=== EXCERPTED TEXT ===

You are viewing a plain text version of this content. The canonical link for it is here.
Posted to dev@httpd.apache.org by Rob Hartill <ro...@imdb.com> on 1996/06/25 07:55:56 UTC

Re: lost children


thanks for the info and patch. Both will be passed on to the
develoers for consideration.


>Hi -
>
>I'm running Apache 1.1b4 on BSDI 2.0.1, on a very busy server that
>also has some local hacks.  On both this version of Apache and also
>the previous (1.0.2) I had problems with the server basically slowing
>down (taking new connections very slowly) after running a while (6-12
>hours), as if it had no more fork slots left (MAX set at 200).  Doing
>a HUP on the server would clear things up when this happened.

===

#### AIM A
In the mailing list post, which Apache version and operating system does the quoted message report running?

=== MATERIAL FOR THIS TASK ===

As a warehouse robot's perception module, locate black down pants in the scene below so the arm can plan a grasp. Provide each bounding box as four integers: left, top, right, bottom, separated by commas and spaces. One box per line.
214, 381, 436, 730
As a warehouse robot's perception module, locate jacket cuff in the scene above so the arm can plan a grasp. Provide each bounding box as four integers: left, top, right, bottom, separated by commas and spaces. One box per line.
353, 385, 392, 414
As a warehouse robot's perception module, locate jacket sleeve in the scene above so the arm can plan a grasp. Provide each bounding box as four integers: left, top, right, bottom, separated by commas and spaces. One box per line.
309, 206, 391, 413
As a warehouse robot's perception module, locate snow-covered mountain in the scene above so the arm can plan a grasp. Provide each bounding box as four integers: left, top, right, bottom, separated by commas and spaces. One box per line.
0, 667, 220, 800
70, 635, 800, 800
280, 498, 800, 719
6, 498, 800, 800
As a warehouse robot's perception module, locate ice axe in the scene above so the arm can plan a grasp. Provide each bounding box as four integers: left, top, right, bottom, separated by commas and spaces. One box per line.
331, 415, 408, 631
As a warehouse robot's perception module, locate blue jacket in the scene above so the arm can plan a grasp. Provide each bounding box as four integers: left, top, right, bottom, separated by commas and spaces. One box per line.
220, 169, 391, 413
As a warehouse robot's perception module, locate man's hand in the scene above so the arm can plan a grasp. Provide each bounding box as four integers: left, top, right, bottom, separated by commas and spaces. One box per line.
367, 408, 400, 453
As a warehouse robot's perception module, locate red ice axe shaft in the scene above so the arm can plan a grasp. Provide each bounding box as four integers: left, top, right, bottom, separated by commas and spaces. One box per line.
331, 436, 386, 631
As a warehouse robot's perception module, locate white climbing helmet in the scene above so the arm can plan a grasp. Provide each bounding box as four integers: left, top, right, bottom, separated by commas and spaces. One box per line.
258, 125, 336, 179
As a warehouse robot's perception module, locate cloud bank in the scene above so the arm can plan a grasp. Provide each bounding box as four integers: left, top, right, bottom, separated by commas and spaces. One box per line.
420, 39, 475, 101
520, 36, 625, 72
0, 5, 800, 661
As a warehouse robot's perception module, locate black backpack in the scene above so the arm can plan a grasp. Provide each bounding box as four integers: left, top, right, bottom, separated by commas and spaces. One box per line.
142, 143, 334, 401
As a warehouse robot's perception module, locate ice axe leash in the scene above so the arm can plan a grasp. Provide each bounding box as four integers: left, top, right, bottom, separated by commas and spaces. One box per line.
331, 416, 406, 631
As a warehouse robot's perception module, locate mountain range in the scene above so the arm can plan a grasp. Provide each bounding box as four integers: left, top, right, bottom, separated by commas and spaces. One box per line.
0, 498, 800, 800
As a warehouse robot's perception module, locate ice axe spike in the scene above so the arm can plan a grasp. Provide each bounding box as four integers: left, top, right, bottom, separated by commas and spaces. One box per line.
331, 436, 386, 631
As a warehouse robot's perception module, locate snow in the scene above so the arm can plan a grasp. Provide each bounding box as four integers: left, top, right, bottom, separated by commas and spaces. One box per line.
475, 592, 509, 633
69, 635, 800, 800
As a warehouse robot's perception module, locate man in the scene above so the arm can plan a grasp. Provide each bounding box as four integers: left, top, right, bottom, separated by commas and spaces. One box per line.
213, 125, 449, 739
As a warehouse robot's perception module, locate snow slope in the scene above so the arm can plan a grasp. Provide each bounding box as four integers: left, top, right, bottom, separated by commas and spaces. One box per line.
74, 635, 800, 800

===

#### AIM B
Output the section of the entries that opens with the line containing "As a warehouse robot's perception module, locate cloud" and closes with the line containing "331, 416, 406, 631" as a Markdown table with two columns, Row and Line, where Row numbers each line and Line holds it, leaving out blank lines.

#### TASK RESULT A
Apache 1.1b4 on BSDI 2.0.1.

#### TASK RESULT B
| Row | Line |
|---|---|
| 1 | As a warehouse robot's perception module, locate cloud bank in the scene above so the arm can plan a grasp. Provide each bounding box as four integers: left, top, right, bottom, separated by commas and spaces. One box per line. |
| 2 | 420, 39, 475, 101 |
| 3 | 520, 36, 625, 72 |
| 4 | 0, 5, 800, 661 |
| 5 | As a warehouse robot's perception module, locate black backpack in the scene above so the arm can plan a grasp. Provide each bounding box as four integers: left, top, right, bottom, separated by commas and spaces. One box per line. |
| 6 | 142, 143, 334, 401 |
| 7 | As a warehouse robot's perception module, locate ice axe leash in the scene above so the arm can plan a grasp. Provide each bounding box as four integers: left, top, right, bottom, separated by commas and spaces. One box per line. |
| 8 | 331, 416, 406, 631 |